● Requirement
Update the data from the start through the line containing "[[65, 183]]" by replacing "Point out" with "Mark" and leaving all else unchanged. Leave the pictures out of your answer.
--- Begin ---
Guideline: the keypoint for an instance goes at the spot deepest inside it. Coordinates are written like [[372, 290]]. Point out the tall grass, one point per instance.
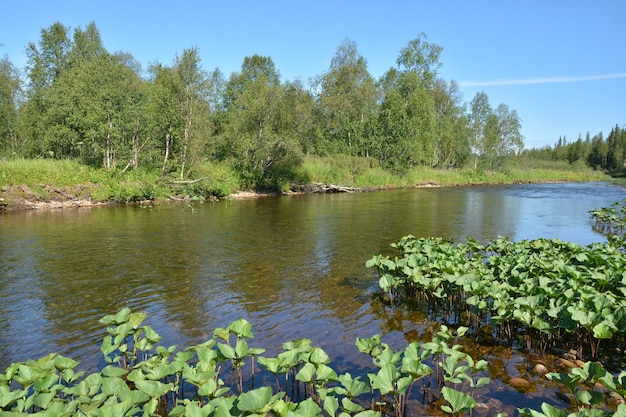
[[364, 173], [75, 180]]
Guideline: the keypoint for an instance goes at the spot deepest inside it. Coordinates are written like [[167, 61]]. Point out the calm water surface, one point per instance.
[[292, 266]]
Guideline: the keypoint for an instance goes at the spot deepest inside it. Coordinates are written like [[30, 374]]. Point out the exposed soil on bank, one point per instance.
[[23, 197]]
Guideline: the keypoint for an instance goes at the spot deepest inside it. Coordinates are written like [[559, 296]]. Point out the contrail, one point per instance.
[[545, 80]]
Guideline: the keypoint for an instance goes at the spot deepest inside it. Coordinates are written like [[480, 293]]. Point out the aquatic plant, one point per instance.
[[536, 293]]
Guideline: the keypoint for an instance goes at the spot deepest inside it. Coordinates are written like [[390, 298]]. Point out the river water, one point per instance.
[[293, 266]]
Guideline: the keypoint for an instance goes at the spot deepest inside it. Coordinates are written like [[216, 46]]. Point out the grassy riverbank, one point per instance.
[[65, 183]]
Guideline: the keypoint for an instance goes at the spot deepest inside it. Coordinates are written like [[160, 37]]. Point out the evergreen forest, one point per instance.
[[77, 100]]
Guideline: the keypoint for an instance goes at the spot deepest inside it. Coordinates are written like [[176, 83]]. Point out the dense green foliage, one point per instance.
[[80, 101], [611, 220], [144, 378], [535, 293]]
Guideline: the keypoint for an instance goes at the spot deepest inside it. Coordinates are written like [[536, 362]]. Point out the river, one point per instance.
[[293, 266]]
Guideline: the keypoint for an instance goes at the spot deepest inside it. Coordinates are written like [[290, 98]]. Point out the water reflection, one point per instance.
[[292, 266]]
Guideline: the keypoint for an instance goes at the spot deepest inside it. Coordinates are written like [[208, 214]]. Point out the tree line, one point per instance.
[[596, 152], [77, 100]]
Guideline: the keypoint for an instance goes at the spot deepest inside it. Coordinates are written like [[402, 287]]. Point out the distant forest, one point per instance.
[[77, 100]]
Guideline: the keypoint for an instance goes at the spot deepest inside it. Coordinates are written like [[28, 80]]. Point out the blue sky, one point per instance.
[[560, 64]]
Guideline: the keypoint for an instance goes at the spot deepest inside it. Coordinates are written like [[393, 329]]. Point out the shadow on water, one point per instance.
[[292, 266]]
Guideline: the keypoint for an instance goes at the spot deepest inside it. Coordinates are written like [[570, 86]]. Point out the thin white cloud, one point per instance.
[[544, 80]]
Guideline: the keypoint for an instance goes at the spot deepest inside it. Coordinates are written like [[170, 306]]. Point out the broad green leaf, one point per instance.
[[350, 406], [326, 373], [459, 401], [602, 331], [255, 400], [308, 408], [318, 356], [227, 351], [113, 371], [385, 379], [331, 405], [153, 388], [306, 373]]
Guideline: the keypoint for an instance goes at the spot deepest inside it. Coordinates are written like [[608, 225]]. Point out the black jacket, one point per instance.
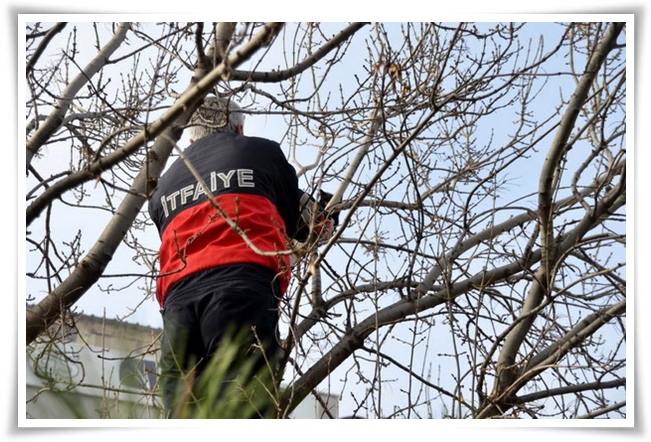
[[253, 184]]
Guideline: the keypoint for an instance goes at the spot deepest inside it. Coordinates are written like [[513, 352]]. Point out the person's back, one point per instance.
[[220, 273], [253, 185]]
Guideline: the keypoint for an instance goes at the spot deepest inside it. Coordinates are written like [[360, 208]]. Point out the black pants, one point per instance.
[[220, 330]]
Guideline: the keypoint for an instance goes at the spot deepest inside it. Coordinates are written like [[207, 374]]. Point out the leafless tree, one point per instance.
[[478, 270]]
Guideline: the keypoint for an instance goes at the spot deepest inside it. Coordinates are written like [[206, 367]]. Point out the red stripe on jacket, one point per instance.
[[200, 238]]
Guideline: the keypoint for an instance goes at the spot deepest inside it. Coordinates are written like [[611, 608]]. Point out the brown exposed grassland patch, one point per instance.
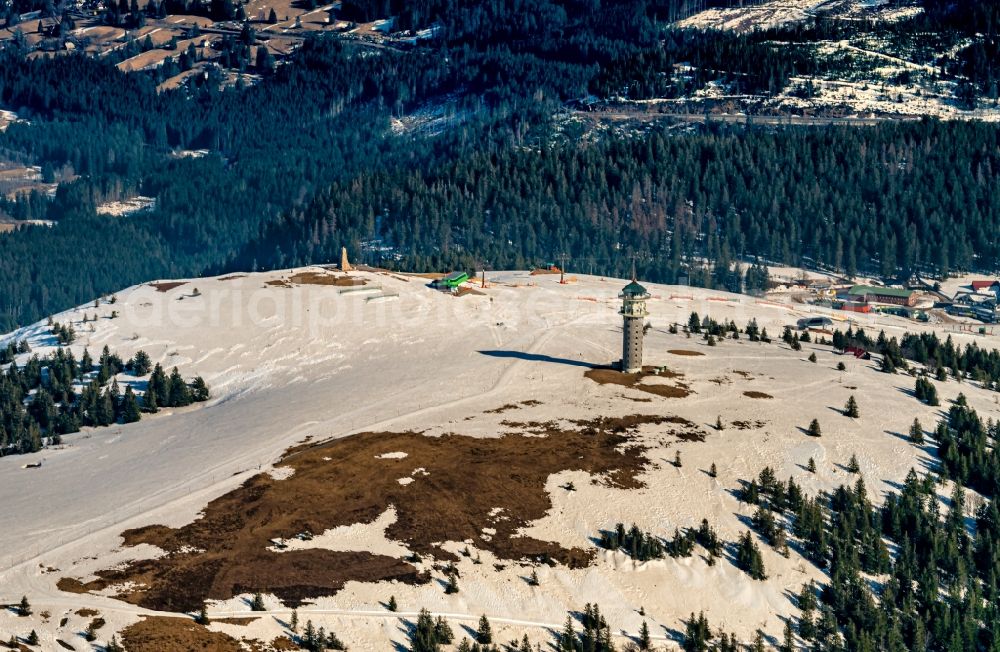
[[164, 634], [225, 552], [608, 376], [168, 286]]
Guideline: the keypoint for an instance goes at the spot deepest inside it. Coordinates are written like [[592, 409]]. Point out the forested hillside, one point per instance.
[[896, 197], [303, 160]]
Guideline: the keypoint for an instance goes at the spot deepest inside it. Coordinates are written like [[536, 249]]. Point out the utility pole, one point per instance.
[[482, 265], [562, 268]]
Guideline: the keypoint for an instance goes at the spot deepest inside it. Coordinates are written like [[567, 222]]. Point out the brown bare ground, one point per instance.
[[342, 482], [72, 585], [315, 278], [164, 634], [167, 287], [608, 376]]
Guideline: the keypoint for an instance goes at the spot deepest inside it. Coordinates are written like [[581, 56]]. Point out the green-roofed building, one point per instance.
[[874, 294]]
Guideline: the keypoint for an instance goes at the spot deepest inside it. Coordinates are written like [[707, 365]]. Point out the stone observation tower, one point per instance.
[[633, 313]]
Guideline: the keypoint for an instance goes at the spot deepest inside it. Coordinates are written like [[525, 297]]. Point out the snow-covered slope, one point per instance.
[[288, 361]]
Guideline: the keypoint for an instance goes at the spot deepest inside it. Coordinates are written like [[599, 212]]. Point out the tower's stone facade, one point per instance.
[[633, 314]]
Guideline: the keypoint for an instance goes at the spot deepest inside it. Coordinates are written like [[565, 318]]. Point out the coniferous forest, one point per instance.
[[303, 161]]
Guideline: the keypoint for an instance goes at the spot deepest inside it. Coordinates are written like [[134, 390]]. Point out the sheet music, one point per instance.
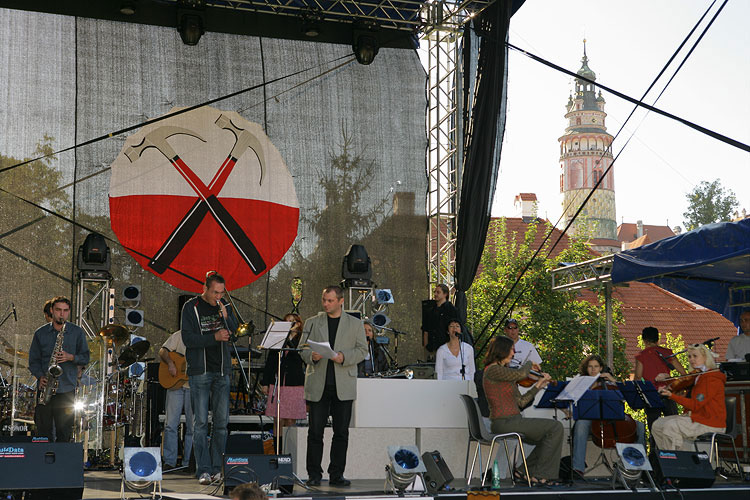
[[276, 335], [576, 387], [322, 348]]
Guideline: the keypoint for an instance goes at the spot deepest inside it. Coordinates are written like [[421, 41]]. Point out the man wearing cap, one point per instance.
[[525, 351]]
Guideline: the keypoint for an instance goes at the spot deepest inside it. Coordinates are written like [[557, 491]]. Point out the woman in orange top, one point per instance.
[[706, 408]]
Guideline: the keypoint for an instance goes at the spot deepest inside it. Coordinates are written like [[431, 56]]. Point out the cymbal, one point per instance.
[[140, 348], [117, 334], [21, 354]]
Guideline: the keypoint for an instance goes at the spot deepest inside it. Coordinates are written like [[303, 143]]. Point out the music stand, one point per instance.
[[276, 338], [605, 405]]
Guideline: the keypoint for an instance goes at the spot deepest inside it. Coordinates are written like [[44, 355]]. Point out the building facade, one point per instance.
[[585, 156]]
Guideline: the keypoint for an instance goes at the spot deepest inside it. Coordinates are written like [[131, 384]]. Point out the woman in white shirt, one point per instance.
[[454, 360]]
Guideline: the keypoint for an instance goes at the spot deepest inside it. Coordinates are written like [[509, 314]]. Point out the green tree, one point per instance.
[[564, 326], [709, 202]]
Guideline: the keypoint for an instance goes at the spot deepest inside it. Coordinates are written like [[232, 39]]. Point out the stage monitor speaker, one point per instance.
[[245, 443], [438, 474], [244, 468], [685, 469], [43, 470]]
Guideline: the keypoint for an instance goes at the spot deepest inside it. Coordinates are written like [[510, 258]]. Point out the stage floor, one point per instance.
[[106, 485]]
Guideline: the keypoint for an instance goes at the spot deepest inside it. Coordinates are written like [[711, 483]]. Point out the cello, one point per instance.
[[605, 433]]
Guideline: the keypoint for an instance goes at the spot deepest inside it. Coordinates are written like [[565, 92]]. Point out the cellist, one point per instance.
[[592, 366], [707, 410]]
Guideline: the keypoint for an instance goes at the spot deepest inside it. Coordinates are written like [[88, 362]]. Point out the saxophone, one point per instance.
[[53, 371]]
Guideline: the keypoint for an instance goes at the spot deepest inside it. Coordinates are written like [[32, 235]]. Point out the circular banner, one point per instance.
[[205, 190]]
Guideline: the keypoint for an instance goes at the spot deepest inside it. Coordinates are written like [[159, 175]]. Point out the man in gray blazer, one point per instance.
[[331, 384]]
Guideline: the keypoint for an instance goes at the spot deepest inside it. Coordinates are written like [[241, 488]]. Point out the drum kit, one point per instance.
[[111, 394]]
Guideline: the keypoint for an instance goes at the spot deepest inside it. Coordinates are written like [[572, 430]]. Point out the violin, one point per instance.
[[682, 383]]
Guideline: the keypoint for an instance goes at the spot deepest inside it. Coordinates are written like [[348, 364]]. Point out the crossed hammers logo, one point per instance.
[[208, 200]]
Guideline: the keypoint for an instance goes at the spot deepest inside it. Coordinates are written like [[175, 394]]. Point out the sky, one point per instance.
[[628, 42]]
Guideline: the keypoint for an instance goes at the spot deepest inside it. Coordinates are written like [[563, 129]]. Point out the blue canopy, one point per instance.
[[704, 266]]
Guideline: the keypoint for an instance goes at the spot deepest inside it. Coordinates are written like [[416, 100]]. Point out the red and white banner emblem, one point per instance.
[[206, 190]]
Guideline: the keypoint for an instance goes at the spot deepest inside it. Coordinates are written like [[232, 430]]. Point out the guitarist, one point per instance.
[[178, 397]]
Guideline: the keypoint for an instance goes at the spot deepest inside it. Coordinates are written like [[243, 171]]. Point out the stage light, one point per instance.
[[93, 254], [384, 296], [133, 317], [404, 468], [356, 268], [380, 320], [127, 8], [365, 47], [132, 294], [190, 22]]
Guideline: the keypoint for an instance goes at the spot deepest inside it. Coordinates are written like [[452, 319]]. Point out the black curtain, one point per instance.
[[484, 125]]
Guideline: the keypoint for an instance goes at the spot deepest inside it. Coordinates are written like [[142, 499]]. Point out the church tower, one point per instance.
[[585, 154]]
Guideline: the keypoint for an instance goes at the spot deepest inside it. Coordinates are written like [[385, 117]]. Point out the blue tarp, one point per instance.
[[702, 266]]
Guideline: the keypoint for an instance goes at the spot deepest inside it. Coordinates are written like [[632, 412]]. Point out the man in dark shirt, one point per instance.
[[206, 325], [73, 354], [331, 384]]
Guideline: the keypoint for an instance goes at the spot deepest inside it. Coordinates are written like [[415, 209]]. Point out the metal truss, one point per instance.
[[589, 274], [444, 140], [408, 15]]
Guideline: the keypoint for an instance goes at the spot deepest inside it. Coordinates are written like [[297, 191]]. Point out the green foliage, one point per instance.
[[563, 327], [709, 202]]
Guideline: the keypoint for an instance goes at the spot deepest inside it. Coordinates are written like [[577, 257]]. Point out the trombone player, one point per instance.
[[57, 351]]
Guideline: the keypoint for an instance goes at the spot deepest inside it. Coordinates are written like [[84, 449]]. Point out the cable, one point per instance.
[[601, 178], [170, 115]]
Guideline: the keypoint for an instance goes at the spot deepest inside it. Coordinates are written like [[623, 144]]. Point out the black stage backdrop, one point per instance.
[[354, 141]]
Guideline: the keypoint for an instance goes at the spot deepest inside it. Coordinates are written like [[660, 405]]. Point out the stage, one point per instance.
[[106, 485]]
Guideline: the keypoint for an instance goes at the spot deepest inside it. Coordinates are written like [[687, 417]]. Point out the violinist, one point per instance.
[[505, 401], [652, 364], [592, 366], [706, 406]]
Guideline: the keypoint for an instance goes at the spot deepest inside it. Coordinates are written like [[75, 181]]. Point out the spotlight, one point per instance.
[[356, 268], [365, 47], [190, 26], [133, 317], [380, 320], [384, 296], [132, 294], [127, 8], [93, 255], [405, 466]]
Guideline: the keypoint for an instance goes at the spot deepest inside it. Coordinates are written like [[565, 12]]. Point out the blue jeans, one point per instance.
[[213, 386], [177, 399], [581, 432]]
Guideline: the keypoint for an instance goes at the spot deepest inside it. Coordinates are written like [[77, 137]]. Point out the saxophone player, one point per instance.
[[57, 351]]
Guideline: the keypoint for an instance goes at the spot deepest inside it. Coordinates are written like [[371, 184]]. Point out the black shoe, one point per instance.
[[339, 481]]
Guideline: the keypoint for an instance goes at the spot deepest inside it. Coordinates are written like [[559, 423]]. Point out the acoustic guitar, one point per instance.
[[166, 379]]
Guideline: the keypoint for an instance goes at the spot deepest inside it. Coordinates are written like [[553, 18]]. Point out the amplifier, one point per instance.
[[685, 469], [43, 470], [262, 469], [438, 474]]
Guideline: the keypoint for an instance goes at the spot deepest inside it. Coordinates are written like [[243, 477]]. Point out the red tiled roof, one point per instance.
[[645, 304], [628, 232]]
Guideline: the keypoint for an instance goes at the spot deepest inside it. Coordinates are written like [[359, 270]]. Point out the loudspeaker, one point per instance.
[[245, 443], [263, 469], [685, 469], [43, 470], [438, 474]]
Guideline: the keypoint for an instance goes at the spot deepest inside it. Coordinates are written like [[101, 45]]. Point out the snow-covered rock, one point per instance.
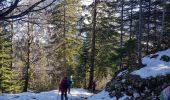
--- End ---
● Full solution
Guideline: the keypoint for an instance goes at the spot deepest inside it. Coordinates are written like [[372, 290]]. Mark the tall grass, one point per instance.
[[364, 173], [75, 180]]
Guideline: the keypoint for an instance goes at the spot deepest inside it. Coordinates are written like [[167, 61]]. Mark the calm water surface, one point per instance.
[[292, 266]]
Guideline: the keypoint for an instance goes at the spot deepest inside it. Coordinates are written like [[30, 374]]. Mark the exposed soil on bank, one point per instance.
[[23, 197]]
Guideline: the keypoint for an instance goes at the spot deepest inside it. Coordinates are written like [[559, 296]]. Mark the contrail, one point per instance.
[[545, 80]]
Guideline: the keypoint for an instance goes at the spot deepest inside it. Coordinates are written like [[480, 293]]. Mark the aquatic plant, one point per instance.
[[536, 293]]
Guideline: the keypoint for an instance goes at the spot deepest inside it. Coordinates are written like [[390, 298]]. Mark the river water, one point per instance.
[[293, 266]]
Guideline: the keypoint for an instance goes at the spot deepest inside it. Coordinates are written like [[216, 46]]. Mark the grassy riverbank, one point per instance.
[[65, 183]]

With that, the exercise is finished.